▼▼▼

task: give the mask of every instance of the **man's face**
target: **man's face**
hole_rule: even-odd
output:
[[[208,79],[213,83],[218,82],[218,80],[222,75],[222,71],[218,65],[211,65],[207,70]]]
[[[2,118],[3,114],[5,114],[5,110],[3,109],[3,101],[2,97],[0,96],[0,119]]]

▲▲▲
▼▼▼

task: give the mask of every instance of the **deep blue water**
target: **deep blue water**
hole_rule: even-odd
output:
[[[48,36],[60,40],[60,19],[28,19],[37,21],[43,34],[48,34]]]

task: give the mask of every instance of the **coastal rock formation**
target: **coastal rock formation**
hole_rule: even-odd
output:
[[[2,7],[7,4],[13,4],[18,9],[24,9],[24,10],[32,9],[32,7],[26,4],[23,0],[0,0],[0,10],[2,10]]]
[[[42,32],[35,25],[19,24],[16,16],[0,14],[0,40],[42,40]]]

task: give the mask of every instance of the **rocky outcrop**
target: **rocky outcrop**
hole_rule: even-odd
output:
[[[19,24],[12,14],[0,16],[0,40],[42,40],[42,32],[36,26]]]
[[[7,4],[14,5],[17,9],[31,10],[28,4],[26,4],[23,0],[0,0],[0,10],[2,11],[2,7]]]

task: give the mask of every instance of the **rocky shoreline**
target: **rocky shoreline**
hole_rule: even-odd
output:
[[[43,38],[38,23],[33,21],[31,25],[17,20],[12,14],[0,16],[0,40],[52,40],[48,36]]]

▲▲▲

Edit the lines from the one holding "task: give the mask of every instance of the **deep" through the one holding "[[[42,32],[35,25],[19,24],[16,16],[0,14],[0,40],[42,40]]]", both included, so that "coastal rock formation" becomes "coastal cliff" and nothing else changes, and give only those lines.

Full output:
task: give the mask of every instance of the **deep blue water**
target: **deep blue water**
hole_rule: even-odd
output:
[[[48,36],[60,40],[60,19],[28,19],[37,21],[43,34],[48,34]]]

task: give the mask of every instance of the **coastal cliff**
target: **coastal cliff**
hole_rule: even-odd
output:
[[[2,7],[7,4],[13,4],[18,9],[24,9],[24,10],[32,9],[32,7],[26,4],[23,0],[0,0],[0,10],[2,10]]]
[[[42,32],[35,25],[19,24],[16,16],[0,14],[0,40],[42,40]]]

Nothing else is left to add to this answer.